Once the line with "of the sandy" is found in the entries below, repeat that line and every one after it exactly, ending at the last.
SOURCE DATA section start
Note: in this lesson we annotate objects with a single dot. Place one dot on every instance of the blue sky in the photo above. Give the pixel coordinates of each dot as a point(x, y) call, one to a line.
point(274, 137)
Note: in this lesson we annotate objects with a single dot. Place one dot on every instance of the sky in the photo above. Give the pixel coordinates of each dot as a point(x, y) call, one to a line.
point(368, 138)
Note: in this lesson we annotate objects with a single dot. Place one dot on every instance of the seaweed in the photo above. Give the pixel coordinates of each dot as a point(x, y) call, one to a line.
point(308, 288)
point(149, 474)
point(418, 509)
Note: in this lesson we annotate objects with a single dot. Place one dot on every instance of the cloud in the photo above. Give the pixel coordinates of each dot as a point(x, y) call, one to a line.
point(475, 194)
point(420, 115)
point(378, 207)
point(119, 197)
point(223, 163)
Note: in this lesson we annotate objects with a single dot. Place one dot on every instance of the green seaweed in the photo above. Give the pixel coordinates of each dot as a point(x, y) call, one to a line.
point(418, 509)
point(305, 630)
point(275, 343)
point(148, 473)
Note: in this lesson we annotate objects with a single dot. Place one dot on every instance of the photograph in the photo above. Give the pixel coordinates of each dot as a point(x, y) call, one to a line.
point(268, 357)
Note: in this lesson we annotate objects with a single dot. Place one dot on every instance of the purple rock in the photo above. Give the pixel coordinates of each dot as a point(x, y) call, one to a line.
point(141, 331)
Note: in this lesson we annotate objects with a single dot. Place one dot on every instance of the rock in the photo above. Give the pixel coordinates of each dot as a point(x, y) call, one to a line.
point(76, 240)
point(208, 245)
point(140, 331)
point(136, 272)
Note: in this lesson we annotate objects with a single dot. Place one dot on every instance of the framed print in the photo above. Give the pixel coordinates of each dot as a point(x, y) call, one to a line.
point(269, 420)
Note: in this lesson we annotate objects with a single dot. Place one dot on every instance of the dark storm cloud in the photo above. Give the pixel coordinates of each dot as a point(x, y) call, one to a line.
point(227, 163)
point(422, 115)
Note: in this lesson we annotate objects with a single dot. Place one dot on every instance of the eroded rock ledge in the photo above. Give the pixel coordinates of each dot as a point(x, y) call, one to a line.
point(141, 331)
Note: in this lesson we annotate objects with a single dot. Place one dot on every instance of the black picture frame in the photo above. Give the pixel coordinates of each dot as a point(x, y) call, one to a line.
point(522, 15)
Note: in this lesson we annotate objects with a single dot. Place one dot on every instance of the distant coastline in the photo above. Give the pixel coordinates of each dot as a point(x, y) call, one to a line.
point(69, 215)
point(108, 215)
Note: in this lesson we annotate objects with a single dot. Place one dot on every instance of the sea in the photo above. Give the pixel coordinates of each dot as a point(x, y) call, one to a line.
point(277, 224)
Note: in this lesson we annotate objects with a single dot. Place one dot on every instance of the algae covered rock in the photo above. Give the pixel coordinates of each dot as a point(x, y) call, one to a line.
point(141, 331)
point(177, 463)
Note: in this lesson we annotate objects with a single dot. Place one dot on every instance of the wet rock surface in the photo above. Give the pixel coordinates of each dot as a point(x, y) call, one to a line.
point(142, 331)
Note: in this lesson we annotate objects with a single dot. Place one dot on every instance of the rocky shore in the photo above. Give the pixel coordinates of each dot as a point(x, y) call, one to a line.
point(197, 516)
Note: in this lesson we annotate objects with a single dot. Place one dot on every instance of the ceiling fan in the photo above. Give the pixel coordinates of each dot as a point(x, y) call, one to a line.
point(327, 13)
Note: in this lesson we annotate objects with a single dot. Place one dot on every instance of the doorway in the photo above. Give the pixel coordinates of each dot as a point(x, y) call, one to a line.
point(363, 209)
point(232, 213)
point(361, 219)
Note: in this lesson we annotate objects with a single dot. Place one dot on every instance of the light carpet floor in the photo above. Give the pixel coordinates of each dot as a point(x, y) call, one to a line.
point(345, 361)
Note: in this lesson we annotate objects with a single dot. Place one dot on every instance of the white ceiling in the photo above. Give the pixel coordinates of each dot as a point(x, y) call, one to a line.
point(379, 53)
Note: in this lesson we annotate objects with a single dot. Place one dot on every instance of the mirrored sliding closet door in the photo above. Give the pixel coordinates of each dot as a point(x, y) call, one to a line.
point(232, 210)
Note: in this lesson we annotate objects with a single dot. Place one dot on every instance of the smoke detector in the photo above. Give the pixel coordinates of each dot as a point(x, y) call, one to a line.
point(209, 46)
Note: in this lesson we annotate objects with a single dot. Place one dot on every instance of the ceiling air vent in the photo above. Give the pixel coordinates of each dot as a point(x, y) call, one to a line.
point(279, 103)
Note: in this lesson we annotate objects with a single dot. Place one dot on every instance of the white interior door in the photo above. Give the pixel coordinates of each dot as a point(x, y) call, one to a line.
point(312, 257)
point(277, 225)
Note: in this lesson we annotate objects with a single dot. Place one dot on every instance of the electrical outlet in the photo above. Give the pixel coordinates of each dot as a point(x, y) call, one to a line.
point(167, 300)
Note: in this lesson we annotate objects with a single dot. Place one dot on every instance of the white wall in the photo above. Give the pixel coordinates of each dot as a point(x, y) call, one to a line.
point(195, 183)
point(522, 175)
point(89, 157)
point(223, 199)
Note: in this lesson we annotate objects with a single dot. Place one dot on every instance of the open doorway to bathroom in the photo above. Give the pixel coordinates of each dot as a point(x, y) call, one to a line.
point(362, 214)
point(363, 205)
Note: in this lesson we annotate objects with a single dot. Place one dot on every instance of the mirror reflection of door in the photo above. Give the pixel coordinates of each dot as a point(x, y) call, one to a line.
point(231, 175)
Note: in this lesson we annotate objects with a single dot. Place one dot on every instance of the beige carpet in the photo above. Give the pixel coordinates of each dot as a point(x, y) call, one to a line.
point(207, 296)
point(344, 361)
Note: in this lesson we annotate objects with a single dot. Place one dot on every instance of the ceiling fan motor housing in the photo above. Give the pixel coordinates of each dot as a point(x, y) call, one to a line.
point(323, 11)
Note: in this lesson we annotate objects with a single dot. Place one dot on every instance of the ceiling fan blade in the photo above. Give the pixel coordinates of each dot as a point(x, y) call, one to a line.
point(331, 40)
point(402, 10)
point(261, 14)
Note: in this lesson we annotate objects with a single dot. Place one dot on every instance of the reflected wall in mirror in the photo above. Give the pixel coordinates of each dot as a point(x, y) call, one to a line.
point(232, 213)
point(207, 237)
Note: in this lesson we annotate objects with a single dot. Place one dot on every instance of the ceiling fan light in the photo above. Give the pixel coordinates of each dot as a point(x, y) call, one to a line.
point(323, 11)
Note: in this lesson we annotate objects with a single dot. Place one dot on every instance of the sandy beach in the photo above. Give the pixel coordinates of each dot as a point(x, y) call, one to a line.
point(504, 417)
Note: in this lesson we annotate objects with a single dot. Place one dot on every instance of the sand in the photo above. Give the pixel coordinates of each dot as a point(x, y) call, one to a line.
SOURCE DATA section end
▸ **TASK RESPONSE**:
Note: in this lesson we annotate objects with a single dot. Place one dot on every instance of the sandy beach in the photo above. Give the pixel coordinates of each dot as a point(x, y) call, one to a line.
point(504, 417)
Note: in this lesson we annotate objects with a single dot. Place one dot on every instance of the sand in the photo above. Give the pixel coordinates of each dot as a point(x, y) call, one to a line.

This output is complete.